··· Dataset records

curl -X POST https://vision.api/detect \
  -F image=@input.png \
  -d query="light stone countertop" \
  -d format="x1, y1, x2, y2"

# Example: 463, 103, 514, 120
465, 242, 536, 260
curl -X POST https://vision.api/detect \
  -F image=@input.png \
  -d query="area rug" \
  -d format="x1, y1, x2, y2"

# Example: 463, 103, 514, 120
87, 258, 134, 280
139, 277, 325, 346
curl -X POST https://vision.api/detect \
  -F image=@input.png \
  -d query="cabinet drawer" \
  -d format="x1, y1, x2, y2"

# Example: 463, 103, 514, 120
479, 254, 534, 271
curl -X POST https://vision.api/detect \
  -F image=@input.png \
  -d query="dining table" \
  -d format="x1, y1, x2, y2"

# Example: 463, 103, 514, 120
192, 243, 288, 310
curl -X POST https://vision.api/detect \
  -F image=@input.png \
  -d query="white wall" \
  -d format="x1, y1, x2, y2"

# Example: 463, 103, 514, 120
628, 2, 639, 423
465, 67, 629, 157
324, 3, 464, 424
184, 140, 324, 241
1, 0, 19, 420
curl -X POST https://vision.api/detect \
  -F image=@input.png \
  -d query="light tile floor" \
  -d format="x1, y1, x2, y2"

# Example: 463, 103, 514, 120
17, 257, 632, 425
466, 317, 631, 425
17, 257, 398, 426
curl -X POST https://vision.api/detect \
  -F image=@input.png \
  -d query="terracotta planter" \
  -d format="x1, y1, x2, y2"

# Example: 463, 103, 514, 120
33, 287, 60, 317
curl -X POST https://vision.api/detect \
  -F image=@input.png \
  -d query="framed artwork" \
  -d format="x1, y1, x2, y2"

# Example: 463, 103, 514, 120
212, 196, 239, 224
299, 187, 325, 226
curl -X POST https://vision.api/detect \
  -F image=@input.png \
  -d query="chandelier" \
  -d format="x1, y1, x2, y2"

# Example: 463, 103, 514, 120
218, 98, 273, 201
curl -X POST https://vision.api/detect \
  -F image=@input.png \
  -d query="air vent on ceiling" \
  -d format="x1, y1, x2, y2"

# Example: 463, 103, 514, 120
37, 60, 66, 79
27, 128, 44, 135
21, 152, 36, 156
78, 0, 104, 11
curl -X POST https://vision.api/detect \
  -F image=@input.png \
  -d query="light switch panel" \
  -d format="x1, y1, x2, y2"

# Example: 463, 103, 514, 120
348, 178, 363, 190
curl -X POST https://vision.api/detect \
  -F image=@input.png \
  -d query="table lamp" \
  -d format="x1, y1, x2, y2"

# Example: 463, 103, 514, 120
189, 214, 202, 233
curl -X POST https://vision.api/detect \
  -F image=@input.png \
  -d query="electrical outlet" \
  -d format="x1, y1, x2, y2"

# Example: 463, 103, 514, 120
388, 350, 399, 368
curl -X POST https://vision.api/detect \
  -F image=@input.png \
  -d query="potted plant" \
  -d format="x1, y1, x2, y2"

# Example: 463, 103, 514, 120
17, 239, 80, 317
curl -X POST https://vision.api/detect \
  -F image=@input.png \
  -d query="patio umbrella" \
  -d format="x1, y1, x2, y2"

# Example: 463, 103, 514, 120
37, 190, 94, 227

······

About this task: Output every line from the records, exactly as written.

Task result:
curl -X POST https://vision.api/detect \
  -F image=@input.png \
  -d query="light stone countertop" \
  -d format="x1, y1, x2, y2"

# Example: 463, 103, 514, 120
465, 242, 536, 260
curl -X POST https://vision.api/detect \
  -F image=@input.png \
  -d query="area rug" \
  -d format="x1, y1, x2, y2"

# Example: 463, 103, 514, 120
87, 258, 134, 280
139, 277, 325, 346
curl -X POST https://vision.api/detect \
  -F image=@input.png \
  -d query="cabinet drawer" \
  -d format="x1, y1, x2, y2"

# Example: 463, 103, 514, 120
479, 254, 534, 271
curl -X POST https://vision.api/detect \
  -F image=@input.png \
  -d query="dining table" \
  -d format="x1, y1, x2, y2"

# Example: 463, 103, 514, 120
192, 243, 288, 310
curl -X POST https://vision.api/detect \
  -F image=@input.png \
  -d query="white wall" \
  -d format="x1, y1, x2, y2"

# Example: 463, 103, 514, 120
628, 2, 639, 423
465, 67, 629, 157
324, 3, 464, 424
184, 140, 324, 241
1, 0, 19, 420
curl -X POST https://vision.api/detect \
  -F image=@input.png \
  -d query="light tile floor" \
  -d format="x1, y1, x2, y2"

# Example: 463, 103, 514, 120
17, 257, 632, 425
466, 317, 631, 425
17, 257, 398, 426
curl -X POST https://vision.api/detect \
  -F image=@input.png \
  -d query="terracotta planter" \
  -d format="x1, y1, x2, y2"

# Example: 463, 103, 514, 120
33, 287, 60, 317
curl -X POST https://vision.api/detect \
  -F image=@input.png \
  -d query="framed artwork" \
  -d format="x1, y1, x2, y2"

# Example: 463, 103, 514, 120
212, 196, 239, 224
299, 187, 325, 226
curl -X POST https://vision.api/detect \
  -F image=@input.png \
  -d query="chandelier" \
  -d format="x1, y1, x2, y2"

# Example: 463, 103, 514, 120
218, 98, 273, 201
curl -X POST https://vision.api/detect \
  -F image=@input.png \
  -d query="air vent on ceiling" \
  -d format="x1, y1, x2, y2"

# Example: 463, 103, 514, 120
37, 60, 66, 79
27, 128, 44, 135
21, 152, 36, 156
78, 0, 104, 11
curl -X POST https://vision.api/detect \
  -F image=@input.png \
  -d query="light switch panel" \
  -d format="x1, y1, x2, y2"

# Example: 463, 103, 514, 120
348, 178, 363, 190
curl -X POST https://vision.api/detect \
  -F image=@input.png \
  -d query="table lamp" \
  -d format="x1, y1, x2, y2"

# Example: 463, 103, 514, 120
189, 214, 202, 233
curl -X POST https://vision.api/detect \
  -F image=@input.png \
  -d query="electrical outlet" \
  -d format="x1, y1, x2, y2"

# Example: 463, 103, 514, 120
388, 350, 399, 368
curl -X POST https://vision.api/detect \
  -F image=@input.png \
  -d query="potted plant" \
  -d format="x1, y1, x2, y2"

# Example: 463, 103, 514, 120
17, 239, 80, 317
curl -X POST https://vision.api/detect \
  -F image=@input.png \
  -d query="patio umbrella" \
  -d format="x1, y1, x2, y2"

# Example: 463, 103, 514, 120
37, 190, 94, 227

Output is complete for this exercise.